When a picture appears among the records, leave it out, and copy all else exactly.

Stored data =>
===============

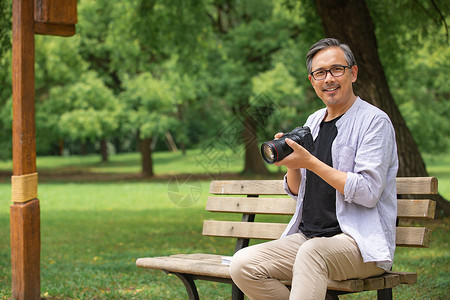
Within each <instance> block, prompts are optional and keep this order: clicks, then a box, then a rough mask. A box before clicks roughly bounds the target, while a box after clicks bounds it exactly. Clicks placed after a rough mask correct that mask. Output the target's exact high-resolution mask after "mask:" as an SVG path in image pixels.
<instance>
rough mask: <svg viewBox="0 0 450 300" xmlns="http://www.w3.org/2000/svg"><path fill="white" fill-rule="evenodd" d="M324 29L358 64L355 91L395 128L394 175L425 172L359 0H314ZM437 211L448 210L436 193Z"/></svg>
mask: <svg viewBox="0 0 450 300" xmlns="http://www.w3.org/2000/svg"><path fill="white" fill-rule="evenodd" d="M315 3H316V7H317V11H318V13H319V15H320V18H321V20H322V25H323V27H324V30H325V33H326V35H327V36H329V37H335V38H337V39H339V40H340V41H342V42H344V43H347V44H348V45H349V46H350V48H351V49H352V51H353V54H354V55H355V58H356V62H357V64H358V67H359V71H358V80H357V82H356V84H355V86H354V88H355V93H356V94H357V95H359V96H360V97H361V98H362V99H364V100H366V101H368V102H370V103H372V104H374V105H376V106H377V107H379V108H381V109H382V110H383V111H385V112H386V113H387V114H388V115H389V117H390V119H391V121H392V123H393V125H394V128H395V134H396V137H397V147H398V156H399V171H398V176H428V172H427V170H426V168H425V163H424V161H423V159H422V156H421V154H420V152H419V149H418V147H417V145H416V143H415V142H414V139H413V137H412V135H411V132H410V131H409V129H408V127H407V126H406V123H405V120H404V119H403V117H402V115H401V114H400V111H399V109H398V107H397V105H396V104H395V102H394V99H393V97H392V94H391V92H390V90H389V86H388V83H387V79H386V76H385V74H384V70H383V67H382V65H381V61H380V58H379V56H378V47H377V41H376V37H375V27H374V24H373V22H372V19H371V17H370V13H369V10H368V8H367V6H366V3H365V1H363V0H332V1H331V0H329V1H323V0H315ZM435 200H436V201H437V211H438V212H440V214H443V215H448V214H449V213H450V203H449V202H448V201H446V200H445V199H444V198H442V197H441V196H440V195H438V197H436V199H435Z"/></svg>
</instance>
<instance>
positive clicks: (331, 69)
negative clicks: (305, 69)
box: [309, 65, 353, 81]
mask: <svg viewBox="0 0 450 300" xmlns="http://www.w3.org/2000/svg"><path fill="white" fill-rule="evenodd" d="M352 67H353V66H350V65H347V66H341V65H337V66H334V67H332V68H330V69H328V70H315V71H313V72H311V73H309V75H311V76H312V77H313V78H314V80H316V81H322V80H325V78H327V73H328V72H330V74H331V76H333V77H341V76H342V75H344V74H345V68H349V69H350V70H351V69H352ZM334 68H344V73H342V74H341V75H333V72H331V70H333V69H334ZM323 71H325V77H324V78H322V79H316V77H315V76H314V73H316V72H323Z"/></svg>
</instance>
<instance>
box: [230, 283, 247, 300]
mask: <svg viewBox="0 0 450 300" xmlns="http://www.w3.org/2000/svg"><path fill="white" fill-rule="evenodd" d="M231 299H232V300H244V293H243V292H242V291H241V290H240V289H239V288H238V287H237V285H235V284H234V283H233V284H232V285H231Z"/></svg>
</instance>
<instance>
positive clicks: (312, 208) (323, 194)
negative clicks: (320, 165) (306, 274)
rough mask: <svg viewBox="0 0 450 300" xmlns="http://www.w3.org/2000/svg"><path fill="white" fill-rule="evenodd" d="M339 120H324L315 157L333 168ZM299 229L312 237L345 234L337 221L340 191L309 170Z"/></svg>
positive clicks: (308, 236)
mask: <svg viewBox="0 0 450 300" xmlns="http://www.w3.org/2000/svg"><path fill="white" fill-rule="evenodd" d="M339 118H340V117H337V118H335V119H333V120H331V121H328V122H324V121H323V122H322V123H321V124H320V130H319V134H318V136H317V138H316V140H315V141H314V148H315V149H314V151H313V152H312V154H313V155H314V156H315V157H317V158H318V159H319V160H321V161H322V162H324V163H326V164H327V165H329V166H333V161H332V157H331V145H332V144H333V141H334V139H335V138H336V136H337V128H336V122H337V120H339ZM299 229H300V230H301V232H302V233H303V234H304V235H305V236H306V237H308V238H312V237H318V236H324V237H330V236H334V235H336V234H338V233H341V232H342V231H341V228H340V227H339V223H338V221H337V218H336V189H335V188H333V187H332V186H331V185H329V184H328V183H326V182H325V181H324V180H323V179H322V178H320V177H319V176H317V175H316V174H315V173H313V172H311V171H309V170H307V171H306V189H305V197H304V200H303V213H302V221H301V223H300V225H299Z"/></svg>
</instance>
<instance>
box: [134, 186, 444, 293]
mask: <svg viewBox="0 0 450 300" xmlns="http://www.w3.org/2000/svg"><path fill="white" fill-rule="evenodd" d="M437 192H438V188H437V179H436V178H435V177H408V178H406V177H404V178H397V193H398V195H399V199H398V214H397V215H398V218H399V219H402V218H408V219H419V220H423V219H433V218H434V214H435V207H436V203H435V202H434V201H432V200H429V199H410V198H411V195H415V196H413V197H415V198H418V196H417V195H425V197H427V195H428V197H429V195H431V194H436V193H437ZM210 193H211V194H213V195H214V196H210V197H209V198H208V201H207V204H206V210H208V211H210V212H221V213H240V214H242V220H241V221H217V220H205V221H204V223H203V235H206V236H215V237H232V238H237V242H236V249H235V251H237V250H239V249H241V248H243V247H247V246H248V244H249V240H250V239H262V240H273V239H277V238H279V237H280V235H281V233H282V232H283V231H284V229H285V228H286V225H287V224H286V223H275V222H272V223H267V222H254V220H255V215H257V214H262V215H292V214H293V213H294V211H295V201H294V200H292V199H291V198H289V197H286V193H285V191H284V189H283V181H282V180H236V181H212V182H211V186H210ZM218 195H219V196H218ZM230 195H231V196H230ZM259 196H263V197H259ZM406 197H408V199H405V198H406ZM421 197H423V196H421ZM265 218H266V219H267V217H265ZM430 234H431V230H430V229H429V228H426V227H407V226H405V227H404V226H402V227H397V235H396V244H397V247H427V246H428V243H429V239H430ZM222 257H223V256H221V255H215V254H203V253H196V254H177V255H171V256H163V257H146V258H139V259H138V260H137V261H136V265H137V266H138V267H141V268H149V269H159V270H163V271H165V272H166V273H170V274H175V275H176V276H178V277H179V278H180V279H181V280H182V281H183V283H184V285H185V287H186V290H187V293H188V295H189V299H199V296H198V292H197V288H196V286H195V280H200V279H201V280H209V281H215V282H224V283H230V284H232V299H243V298H244V296H243V294H242V292H241V291H240V290H239V289H238V288H237V286H235V285H234V284H233V282H232V280H231V277H230V274H229V270H228V269H229V266H228V265H227V264H224V263H222ZM416 281H417V274H416V273H406V272H388V273H386V274H384V275H382V276H378V277H371V278H367V279H363V280H359V279H355V280H345V281H331V280H330V281H329V282H328V294H327V299H328V298H329V299H337V298H338V295H341V294H347V293H355V292H361V291H368V290H377V291H378V293H377V295H378V299H392V288H393V287H395V286H397V285H399V284H413V283H415V282H416ZM285 284H286V285H290V283H289V282H286V283H285Z"/></svg>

===============

Result of this exercise =>
Within each <instance> block, prompts are optional and keep this order: clicks, then a box, then a rough mask. A box before clicks roughly bounds the target, while a box after clicks bounds it exactly. Clicks placed after a rough mask correct that mask. Output the target's exact high-resolution mask after "mask:" as an SVG path in image pixels.
<instance>
rough mask: <svg viewBox="0 0 450 300" xmlns="http://www.w3.org/2000/svg"><path fill="white" fill-rule="evenodd" d="M324 29L358 64L355 91L395 128L394 175L425 172L359 0H314ZM437 211L448 210L436 193Z"/></svg>
mask: <svg viewBox="0 0 450 300" xmlns="http://www.w3.org/2000/svg"><path fill="white" fill-rule="evenodd" d="M315 3H316V7H317V11H318V13H319V15H320V18H321V20H322V25H323V27H324V30H325V33H326V35H327V36H329V37H335V38H337V39H339V40H340V41H342V42H344V43H347V44H348V45H349V46H350V48H351V49H352V51H353V54H354V55H355V58H356V62H357V64H358V67H359V71H358V80H357V82H356V84H355V86H354V88H355V93H356V94H357V95H359V96H360V97H361V98H362V99H364V100H366V101H368V102H370V103H372V104H374V105H376V106H377V107H379V108H381V109H382V110H383V111H385V112H386V113H387V114H388V115H389V117H390V119H391V121H392V123H393V125H394V128H395V134H396V137H397V147H398V156H399V171H398V176H428V172H427V170H426V168H425V163H424V161H423V159H422V156H421V154H420V152H419V149H418V147H417V145H416V143H415V142H414V139H413V137H412V135H411V132H410V131H409V129H408V127H407V126H406V123H405V120H404V119H403V117H402V115H401V114H400V111H399V109H398V107H397V105H396V104H395V102H394V99H393V97H392V94H391V92H390V90H389V86H388V83H387V79H386V76H385V74H384V70H383V67H382V65H381V61H380V58H379V56H378V47H377V41H376V37H375V27H374V24H373V22H372V19H371V17H370V13H369V10H368V8H367V6H366V3H365V1H363V0H332V1H331V0H329V1H323V0H315ZM435 200H436V201H437V211H438V212H440V214H443V215H448V214H449V213H450V203H449V202H448V201H446V200H445V199H444V198H442V197H441V196H440V195H438V197H436V199H435Z"/></svg>
</instance>
<instance>
positive clicks: (331, 69)
negative clicks: (305, 69)
box: [309, 65, 353, 81]
mask: <svg viewBox="0 0 450 300" xmlns="http://www.w3.org/2000/svg"><path fill="white" fill-rule="evenodd" d="M352 67H353V66H350V65H347V66H341V65H337V66H334V67H332V68H330V69H328V70H315V71H313V72H311V73H309V75H311V76H312V77H313V78H314V80H316V81H322V80H325V78H327V73H328V72H330V74H331V76H333V77H341V76H342V75H344V74H345V68H349V69H350V70H351V69H352ZM334 68H344V73H342V74H341V75H333V72H331V70H333V69H334ZM323 71H325V77H324V78H322V79H316V77H315V76H314V73H316V72H323Z"/></svg>
</instance>
<instance>
box: [230, 283, 247, 300]
mask: <svg viewBox="0 0 450 300" xmlns="http://www.w3.org/2000/svg"><path fill="white" fill-rule="evenodd" d="M231 299H232V300H244V293H243V292H242V291H241V290H240V289H239V288H238V287H237V285H235V284H234V283H233V284H232V285H231Z"/></svg>
</instance>
<instance>
positive clicks: (312, 208) (323, 194)
negative clicks: (320, 165) (306, 274)
rough mask: <svg viewBox="0 0 450 300" xmlns="http://www.w3.org/2000/svg"><path fill="white" fill-rule="evenodd" d="M339 120H324L315 157L333 168ZM299 229L312 237L345 234L337 221L340 191L309 170Z"/></svg>
positive clicks: (308, 236)
mask: <svg viewBox="0 0 450 300" xmlns="http://www.w3.org/2000/svg"><path fill="white" fill-rule="evenodd" d="M339 118H340V117H337V118H335V119H333V120H331V121H328V122H324V121H323V122H322V123H321V124H320V130H319V134H318V136H317V138H316V140H315V141H314V148H315V149H314V151H313V152H312V154H313V155H314V156H315V157H317V158H318V159H319V160H321V161H322V162H324V163H326V164H327V165H329V166H333V161H332V157H331V145H332V144H333V141H334V139H335V138H336V136H337V128H336V122H337V120H339ZM299 229H300V230H301V232H302V233H303V234H304V235H305V236H306V237H308V238H312V237H318V236H324V237H330V236H334V235H336V234H338V233H341V232H342V231H341V228H340V227H339V223H338V221H337V218H336V189H335V188H333V187H332V186H331V185H329V184H328V183H326V182H325V181H324V180H323V179H322V178H320V177H319V176H317V175H316V174H315V173H313V172H311V171H309V170H307V171H306V189H305V197H304V200H303V213H302V221H301V223H300V225H299Z"/></svg>
</instance>
<instance>
box: [134, 186, 444, 293]
mask: <svg viewBox="0 0 450 300" xmlns="http://www.w3.org/2000/svg"><path fill="white" fill-rule="evenodd" d="M437 192H438V188H437V179H436V178H435V177H408V178H406V177H404V178H397V193H398V195H399V199H398V214H397V215H398V218H399V219H402V218H408V219H419V220H423V219H433V218H434V214H435V207H436V203H435V202H434V201H432V200H429V199H410V198H411V195H415V196H413V197H415V198H418V196H417V195H425V197H427V195H428V197H429V195H431V194H436V193H437ZM210 193H211V194H213V195H214V196H210V197H209V198H208V201H207V204H206V210H208V211H210V212H221V213H240V214H242V220H241V221H217V220H205V221H204V223H203V235H206V236H215V237H232V238H237V242H236V249H235V251H237V250H239V249H241V248H243V247H247V246H248V244H249V240H250V239H262V240H273V239H277V238H279V237H280V235H281V233H282V232H283V231H284V229H285V228H286V225H287V224H286V223H275V222H272V223H267V222H254V220H255V215H257V214H262V215H292V214H293V213H294V211H295V201H294V200H292V199H291V198H289V197H286V193H285V191H284V189H283V181H282V180H236V181H212V182H211V186H210ZM218 195H219V196H218ZM230 195H231V196H230ZM259 196H263V197H259ZM406 197H408V199H405V198H406ZM421 197H423V196H421ZM265 218H266V219H267V217H265ZM430 234H431V230H430V229H429V228H426V227H407V226H405V227H404V226H402V227H397V235H396V244H397V247H427V246H428V243H429V239H430ZM222 257H223V256H221V255H215V254H203V253H196V254H177V255H171V256H163V257H146V258H139V259H138V260H137V261H136V265H137V266H138V267H141V268H149V269H159V270H163V271H165V272H166V273H170V274H175V275H176V276H178V277H179V278H180V279H181V280H182V281H183V283H184V285H185V287H186V290H187V293H188V295H189V299H199V296H198V292H197V288H196V286H195V280H200V279H201V280H209V281H215V282H224V283H230V284H232V299H243V298H244V296H243V294H242V292H241V291H240V290H239V289H238V288H237V286H235V285H234V284H233V282H232V280H231V277H230V274H229V270H228V269H229V266H228V265H227V264H224V263H222ZM416 281H417V274H416V273H406V272H388V273H386V274H384V275H382V276H378V277H371V278H367V279H363V280H359V279H355V280H345V281H331V280H330V281H329V282H328V294H327V299H328V298H329V299H337V298H338V295H341V294H347V293H355V292H361V291H368V290H377V291H378V293H377V295H378V299H392V288H393V287H395V286H397V285H399V284H413V283H415V282H416ZM285 284H286V285H290V283H289V282H286V283H285Z"/></svg>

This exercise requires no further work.